-- Start EXTRACT TO READ --

Israel finally built an access road to the West Bank village of Khan Al Ahmar last week, after half a century of delays. But the only vehicles allowed along it are the bulldozers scheduled to sweep away its 200 inhabitants’ homes.
If one community has come to symbolise the demise of the two-state solution, it is Khan Al Ahmar.
It was for that reason that a posse of European diplomats left their air-conditioned offices late last week to trudge through the hot, dusty hills outside Jerusalem and witness for themselves the preparations for the village’s destruction. That included the Israeli police viciously beating residents and supporters as they tried to block the advance of heavy machinery.
Britain, France, Germany, Italy and Spain have submitted a formal protest. Their denunciations echoed those of more than 70 Democratic lawmakers in Washington in May – a rare example of US politicians showing solidarity with Palestinians.
It would be gratifying to believe that Western governments care about the inhabitants of Khan Al Ahmar – or the thousands of other Palestinians who are being incrementally cleansed by Israel from nearby lands but whose plight has drawn far less attention.
After all, the razing of Khan Al Ahmar and the forcible transfer of its population are war crimes.
But in truth Western politicians are more concerned about propping up the illusion of a peace process that expired many years ago, than the long-running abuse of Palestinians under Israeli occupation.
Western capitals understand what is at stake. Israel wants Khan Al Ahmar gone so that Jewish settlements can be built in its place, on land it has designated as "E1".
That would put the final piece in place for Israel to build a substantial bloc of new settler homes to sever the West Bank in two. Those same settlements would also seal off West Bank Palestinians from East Jerusalem, the expected capital of a future Palestinian state, making a mockery of any peace agreement.
The erasure of Khan Al Ahmar has not arrived out of nowhere. Israel has trampled on international law for decades, conducting a form of creeping annexation that has provoked little more than uncomfortable shifting in chairs from Western politicians.
Khan Al Ahmar’s Bedouin inhabitants, from the Jahalin tribe, have been ethnically cleansed twice before by Israel, but these war crimes went unnoticed.
The first time was in the 1950s, a few years after Israel’s creation, when 80 per cent of Palestinians had been driven from their homes to make way for a Jewish state.

-- End EXTRACT TO READ --
-- Start SUPPLIED INFORMATION --

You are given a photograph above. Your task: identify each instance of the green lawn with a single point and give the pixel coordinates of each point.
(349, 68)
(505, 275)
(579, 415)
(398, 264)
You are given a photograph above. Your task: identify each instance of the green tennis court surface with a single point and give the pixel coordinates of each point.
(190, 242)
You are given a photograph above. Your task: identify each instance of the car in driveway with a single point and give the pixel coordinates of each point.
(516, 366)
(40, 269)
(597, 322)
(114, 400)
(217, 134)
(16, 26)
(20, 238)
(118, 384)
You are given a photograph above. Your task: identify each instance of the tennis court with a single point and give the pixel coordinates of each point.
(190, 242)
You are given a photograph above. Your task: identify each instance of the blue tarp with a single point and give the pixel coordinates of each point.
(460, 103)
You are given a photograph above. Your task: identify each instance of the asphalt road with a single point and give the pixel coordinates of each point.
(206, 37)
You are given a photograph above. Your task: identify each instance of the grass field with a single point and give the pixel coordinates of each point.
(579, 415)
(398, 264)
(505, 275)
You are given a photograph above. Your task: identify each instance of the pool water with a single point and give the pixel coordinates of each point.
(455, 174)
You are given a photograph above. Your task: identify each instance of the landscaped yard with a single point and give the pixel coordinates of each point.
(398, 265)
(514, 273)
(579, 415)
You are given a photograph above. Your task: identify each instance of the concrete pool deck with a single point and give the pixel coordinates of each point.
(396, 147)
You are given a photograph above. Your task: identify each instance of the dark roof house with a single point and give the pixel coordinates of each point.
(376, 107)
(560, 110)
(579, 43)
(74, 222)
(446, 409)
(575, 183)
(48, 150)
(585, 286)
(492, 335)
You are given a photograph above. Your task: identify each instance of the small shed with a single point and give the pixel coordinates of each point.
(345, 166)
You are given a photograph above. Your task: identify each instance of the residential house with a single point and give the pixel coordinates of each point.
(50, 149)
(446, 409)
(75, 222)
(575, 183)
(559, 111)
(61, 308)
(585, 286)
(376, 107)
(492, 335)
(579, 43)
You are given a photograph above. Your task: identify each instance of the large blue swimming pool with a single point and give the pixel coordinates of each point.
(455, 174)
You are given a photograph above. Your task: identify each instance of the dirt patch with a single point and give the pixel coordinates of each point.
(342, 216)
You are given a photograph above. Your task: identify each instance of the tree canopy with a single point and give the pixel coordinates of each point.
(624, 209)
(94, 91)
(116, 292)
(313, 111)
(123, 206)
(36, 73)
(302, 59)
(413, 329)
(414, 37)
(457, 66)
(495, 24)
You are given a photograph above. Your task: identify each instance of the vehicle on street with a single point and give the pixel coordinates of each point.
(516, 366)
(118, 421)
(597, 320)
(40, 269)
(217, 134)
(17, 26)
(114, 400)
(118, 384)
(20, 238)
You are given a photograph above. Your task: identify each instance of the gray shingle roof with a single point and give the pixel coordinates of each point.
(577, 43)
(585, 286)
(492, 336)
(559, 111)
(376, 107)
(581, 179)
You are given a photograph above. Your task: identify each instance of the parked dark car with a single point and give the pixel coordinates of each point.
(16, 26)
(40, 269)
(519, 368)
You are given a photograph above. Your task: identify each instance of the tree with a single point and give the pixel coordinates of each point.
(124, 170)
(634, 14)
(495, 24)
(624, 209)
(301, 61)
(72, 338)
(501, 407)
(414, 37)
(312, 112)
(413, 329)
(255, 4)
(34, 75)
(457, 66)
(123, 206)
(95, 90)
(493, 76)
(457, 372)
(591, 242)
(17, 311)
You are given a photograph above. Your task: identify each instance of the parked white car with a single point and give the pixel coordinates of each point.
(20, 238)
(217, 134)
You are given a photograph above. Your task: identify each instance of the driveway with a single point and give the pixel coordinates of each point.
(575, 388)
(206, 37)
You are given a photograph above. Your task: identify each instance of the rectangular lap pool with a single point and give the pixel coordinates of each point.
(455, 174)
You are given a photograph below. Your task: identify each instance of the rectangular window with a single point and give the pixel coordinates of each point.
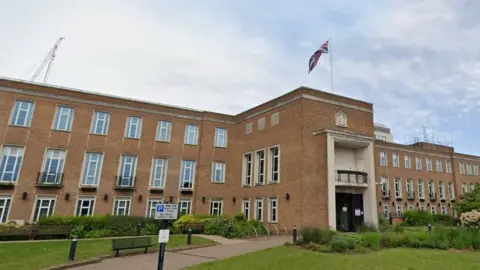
(274, 161)
(247, 169)
(152, 206)
(259, 167)
(92, 166)
(127, 171)
(408, 165)
(63, 118)
(191, 134)
(218, 172)
(5, 202)
(10, 163)
(216, 207)
(121, 207)
(185, 206)
(418, 163)
(187, 175)
(383, 159)
(100, 122)
(52, 167)
(159, 172)
(246, 208)
(85, 206)
(164, 129)
(134, 127)
(22, 113)
(396, 160)
(44, 207)
(220, 137)
(439, 166)
(272, 210)
(259, 209)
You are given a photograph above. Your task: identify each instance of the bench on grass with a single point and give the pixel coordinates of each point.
(131, 243)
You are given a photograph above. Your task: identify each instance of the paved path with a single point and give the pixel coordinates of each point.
(182, 259)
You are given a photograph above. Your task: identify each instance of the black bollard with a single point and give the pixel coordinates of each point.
(73, 248)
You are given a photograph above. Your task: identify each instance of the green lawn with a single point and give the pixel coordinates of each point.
(391, 259)
(39, 255)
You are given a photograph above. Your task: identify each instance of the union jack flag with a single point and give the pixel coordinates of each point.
(316, 55)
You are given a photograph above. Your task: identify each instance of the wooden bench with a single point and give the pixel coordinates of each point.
(131, 243)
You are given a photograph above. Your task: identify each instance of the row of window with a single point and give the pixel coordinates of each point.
(22, 114)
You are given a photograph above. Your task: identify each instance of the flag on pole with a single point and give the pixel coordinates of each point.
(316, 55)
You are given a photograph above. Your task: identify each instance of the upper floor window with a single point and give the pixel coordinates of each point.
(133, 128)
(100, 123)
(22, 113)
(191, 134)
(220, 137)
(164, 129)
(63, 118)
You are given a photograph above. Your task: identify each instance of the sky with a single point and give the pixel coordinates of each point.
(417, 61)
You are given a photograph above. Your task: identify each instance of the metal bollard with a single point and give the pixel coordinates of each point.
(73, 248)
(189, 236)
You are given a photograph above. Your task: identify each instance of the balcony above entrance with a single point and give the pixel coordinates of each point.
(351, 178)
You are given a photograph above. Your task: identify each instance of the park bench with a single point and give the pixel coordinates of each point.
(131, 243)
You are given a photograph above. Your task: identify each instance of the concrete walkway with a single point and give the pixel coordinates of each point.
(182, 259)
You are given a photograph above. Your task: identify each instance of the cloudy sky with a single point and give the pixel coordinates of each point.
(417, 61)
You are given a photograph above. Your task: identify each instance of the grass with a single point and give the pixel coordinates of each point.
(39, 255)
(392, 259)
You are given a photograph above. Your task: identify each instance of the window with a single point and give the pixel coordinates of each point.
(63, 118)
(259, 209)
(216, 207)
(383, 159)
(439, 166)
(10, 163)
(44, 207)
(85, 206)
(429, 164)
(220, 137)
(408, 165)
(272, 210)
(4, 208)
(133, 128)
(185, 206)
(159, 172)
(218, 172)
(462, 167)
(187, 174)
(127, 171)
(448, 166)
(22, 113)
(164, 129)
(418, 163)
(92, 165)
(274, 161)
(191, 134)
(398, 187)
(246, 208)
(121, 207)
(259, 167)
(100, 123)
(152, 206)
(52, 167)
(247, 169)
(396, 160)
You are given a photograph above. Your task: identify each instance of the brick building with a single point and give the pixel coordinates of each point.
(307, 158)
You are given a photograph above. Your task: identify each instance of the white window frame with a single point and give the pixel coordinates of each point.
(14, 115)
(271, 171)
(128, 200)
(191, 134)
(164, 131)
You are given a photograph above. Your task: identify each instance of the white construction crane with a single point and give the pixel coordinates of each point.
(48, 60)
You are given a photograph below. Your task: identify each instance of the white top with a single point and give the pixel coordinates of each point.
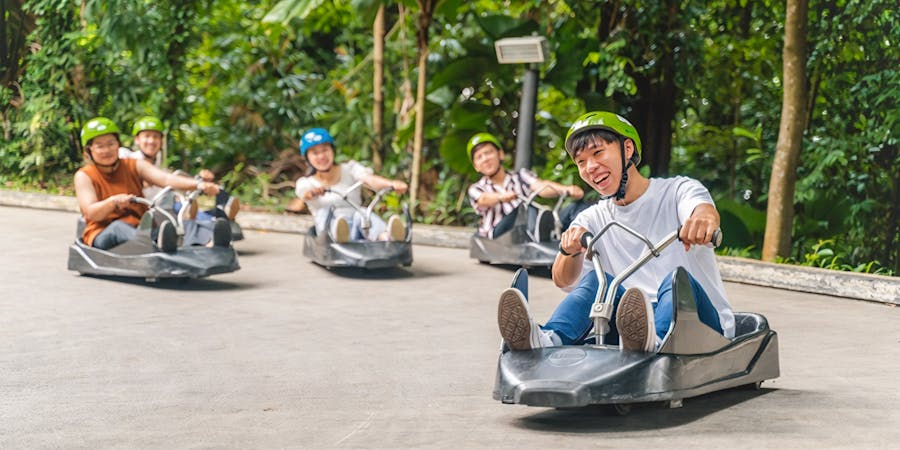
(127, 153)
(351, 173)
(659, 211)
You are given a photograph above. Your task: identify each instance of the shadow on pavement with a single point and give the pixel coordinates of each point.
(542, 272)
(393, 273)
(643, 416)
(178, 284)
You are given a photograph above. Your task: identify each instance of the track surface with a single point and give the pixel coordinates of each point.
(284, 353)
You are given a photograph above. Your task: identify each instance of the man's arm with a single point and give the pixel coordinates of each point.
(159, 177)
(698, 229)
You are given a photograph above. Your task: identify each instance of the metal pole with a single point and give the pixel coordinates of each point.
(525, 131)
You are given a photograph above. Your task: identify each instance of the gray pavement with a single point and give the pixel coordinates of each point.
(285, 354)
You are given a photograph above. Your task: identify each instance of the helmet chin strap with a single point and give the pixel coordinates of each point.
(103, 166)
(620, 193)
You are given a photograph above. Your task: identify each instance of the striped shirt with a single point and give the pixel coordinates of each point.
(519, 182)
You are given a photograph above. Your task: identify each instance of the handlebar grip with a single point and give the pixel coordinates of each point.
(586, 239)
(716, 240)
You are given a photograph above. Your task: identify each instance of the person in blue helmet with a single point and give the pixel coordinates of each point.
(606, 148)
(496, 196)
(319, 188)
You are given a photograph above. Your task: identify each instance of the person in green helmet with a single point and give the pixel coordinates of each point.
(606, 148)
(496, 196)
(105, 185)
(148, 133)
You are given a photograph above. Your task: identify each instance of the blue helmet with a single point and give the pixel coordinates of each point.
(314, 136)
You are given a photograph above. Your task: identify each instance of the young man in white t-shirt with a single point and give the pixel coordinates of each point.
(606, 148)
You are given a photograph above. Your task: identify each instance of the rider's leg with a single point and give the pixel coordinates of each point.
(377, 228)
(571, 322)
(114, 234)
(662, 309)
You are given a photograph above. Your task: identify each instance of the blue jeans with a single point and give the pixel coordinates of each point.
(119, 231)
(114, 234)
(571, 321)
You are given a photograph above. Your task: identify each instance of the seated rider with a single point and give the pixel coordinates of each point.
(324, 184)
(148, 138)
(106, 184)
(606, 148)
(496, 196)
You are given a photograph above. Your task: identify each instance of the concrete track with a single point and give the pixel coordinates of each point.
(284, 353)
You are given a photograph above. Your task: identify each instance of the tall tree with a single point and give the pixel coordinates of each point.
(780, 210)
(423, 22)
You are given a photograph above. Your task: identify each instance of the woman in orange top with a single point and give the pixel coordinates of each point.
(106, 184)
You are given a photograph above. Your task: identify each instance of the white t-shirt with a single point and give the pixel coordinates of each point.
(351, 173)
(659, 211)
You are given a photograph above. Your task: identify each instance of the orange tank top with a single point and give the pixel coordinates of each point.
(123, 180)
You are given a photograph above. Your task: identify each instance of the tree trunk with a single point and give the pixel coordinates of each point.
(426, 9)
(378, 88)
(780, 211)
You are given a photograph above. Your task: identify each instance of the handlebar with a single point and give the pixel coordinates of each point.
(367, 213)
(601, 310)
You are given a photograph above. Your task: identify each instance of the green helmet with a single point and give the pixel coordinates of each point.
(147, 123)
(602, 120)
(98, 126)
(481, 138)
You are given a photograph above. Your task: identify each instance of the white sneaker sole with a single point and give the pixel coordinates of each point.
(634, 320)
(341, 231)
(397, 229)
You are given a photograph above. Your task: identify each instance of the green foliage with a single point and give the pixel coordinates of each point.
(236, 82)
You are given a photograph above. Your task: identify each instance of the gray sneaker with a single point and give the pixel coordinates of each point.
(396, 229)
(167, 237)
(544, 225)
(514, 319)
(341, 230)
(634, 319)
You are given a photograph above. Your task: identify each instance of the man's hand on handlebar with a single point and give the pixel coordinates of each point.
(570, 241)
(575, 192)
(700, 228)
(313, 193)
(208, 188)
(120, 201)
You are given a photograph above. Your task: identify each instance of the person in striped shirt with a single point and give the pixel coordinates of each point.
(497, 195)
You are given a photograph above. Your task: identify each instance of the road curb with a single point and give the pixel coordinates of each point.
(868, 287)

-- End SUPPLIED INFORMATION --

Please carry on the article about Khan Al Ahmar from its last sentence. You don't need the records for this.

Although they should have enjoyed the protection of Israeli citizenship, the Jahalin were forced out of the Negev and into the West Bank, then controlled by Jordan, to make way for new Jewish immigrants.
A generation later in 1967, when they had barely re-established themselves, the Jahalin were again under attack from Israeli soldiers occupying the West Bank. The grazing lands the Jahalin had relocated to with their goats and sheep were seized to build a settlement for Jews only, Kfar Adumim, in violation of the laws of war.
Ever since, the Jahalin have dwelt in a twilight zone of Israeli-defined "illegality". Like other Palestinians in the 60 per cent of the West Bank under Israeli control, they have been denied building permits, forcing three generations to live in tin shacks and tents.
Israel has also refused to connect the village to the water, electricity and sewage grids, in an attempt to make life so unbearable the Jahalin would opt to leave.
When an Italian charity helped in 2009 to establish Khan Al Ahmar’s first school – made from mud and tyres – Israel stepped up its legal battle to demolish the village.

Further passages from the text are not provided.